- 練習課題 1 -
ロイヤル・バレエ団の新シーズンについての文章から、「舞台装置の組み立て作業9 月20 日の新シーズン・スタートに向け、」で始まり「筋力を低下させてしまうのだ。」まで続く部分を、一字一句変えずに書き写してください。
- 練習課題 2 -
ロイヤル・バレエ団の新シーズンについての文章をもとに、次の問いに答えよ。
(a) 今シーズンの舞台が実際に始まるのは何月何日か。
(b) 今年の夏休みは何週間だったか。
(c) 夏休み後、舞台が始まるまでに与えられる準備期間は最低何週間か。
- 練習課題 3 -
ロイヤル・バレエ団の新シーズンについての文章の続きを、最後の文の直後から書き継げ。

15 September 2011 vol.1316

舞台装置の組み立て作業9 月20 日の新シーズン・スタートに向け、
舞台装置の組み立て作業が進む

6週間の夏休みも終わり、新しいシーズンが始まった。とは言っても実際に舞台が始まるのは9月20日からなので、現在は連日、スタジオ・リハーサルを行っている。

ロイヤル・バレエ団では毎シーズン、夏休み後に舞台が始まるまで最低でも8週間の準備期間が与えられる。長く体を休めた後は、体が動かなくなりやすい。長期休暇は、1年間舞台をこなしてきた体の疲労を回復させる半面、筋力を低下させてしまうのだ。

今年で33歳になった自分の勝手な考えだが、休みを取るのは心身ともに回復させるのには非常に良いが、取り過ぎも良くない気がする。20代の頃は夏休みなどの長い休みには完全休暇を取っても平気だったのだが、最近は休みを取り過ぎるとその分、ダンス感覚が鈍る。楽しい時間の後にはつらい時間がやってくる。「人生楽ありゃ苦もあるさ♪」と誰かが歌っていたのを思い出す(笑)。

- 表示情報 -
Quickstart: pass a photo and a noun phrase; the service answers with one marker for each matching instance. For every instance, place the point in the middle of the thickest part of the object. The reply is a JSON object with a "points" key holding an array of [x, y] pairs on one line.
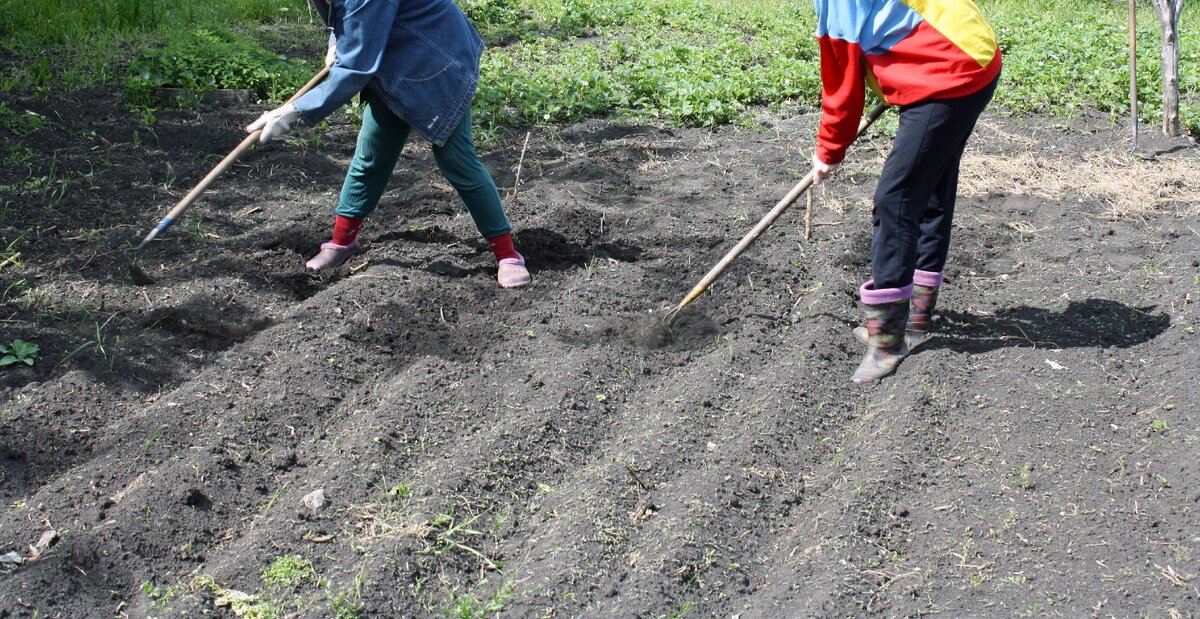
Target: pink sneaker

- 解答 1 -
舞台装置の組み立て作業9 月20 日の新シーズン・スタートに向け、
舞台装置の組み立て作業が進む

6週間の夏休みも終わり、新しいシーズンが始まった。とは言っても実際に舞台が始まるのは9月20日からなので、現在は連日、スタジオ・リハーサルを行っている。

ロイヤル・バレエ団では毎シーズン、夏休み後に舞台が始まるまで最低でも8週間の準備期間が与えられる。長く体を休めた後は、体が動かなくなりやすい。長期休暇は、1年間舞台をこなしてきた体の疲労を回復させる半面、筋力を低下させてしまうのだ。

- 解答 2 -
(a) 9月20日
(b) 6週間
(c) 8週間

- 解答 3 -
幸か不幸か自分は今回の夏休み、ほとんどの時間をバレエ活動に費やしてきたので筋力が落ちてきたとは思っておらず、この準備期間を筋力アップや趣味の時間に費やしている。

前にも書いたことがあるが、舞台シーズンが始まるとロイヤル・バレエ・ダンサーにはプライベートの時間がほとんどない。月曜日から土曜日まで朝10時半から夜の10時半まで働き、年間150回以上の舞台を行っている自分たちに与えられるプライベートな時間は本当に限られている。オンとオフの切り替えが上手くいかないとストレスを溜めやすくなり、舞台に響くこともある。

そんなストレスを防止してくれるのが「料理」。ロイヤル・バレエに入団した頃から始め、最初は遊び半分だったのだが、今では時間があれば台所に立つようにしている。時間を自分で決められ、家でできるのも良いし、何より健康的。和洋中なんでも作るように心掛け、最近では本屋さんに行ってもついつい料理コーナーの雑誌に手を伸ばしてしまったり、料理番組でおいしそうなものがあったらメモまで取っている。

元々は怪我がきっかけで本格的に始めた料理だが、何が本格的かと言うと「レシピ通りに作る」という点かもしれない。そしてレシピ通りにできたら、次はそれを上回る味にしようと常に向上心を持っているということ。始めの頃は何となく写真付きのレシピやテレビを見て、自分流に行っていた。でも今は違う。初めて作る料理はレシピの手順を守り、限りなく「きちんと作る」をテーマにしている。理由は簡単、きちんと作った方が確実においしいから。そして自分の感覚でその「きちんと」ができたら、自分の手でその料理をもっとおいしく仕上げる工夫を始める。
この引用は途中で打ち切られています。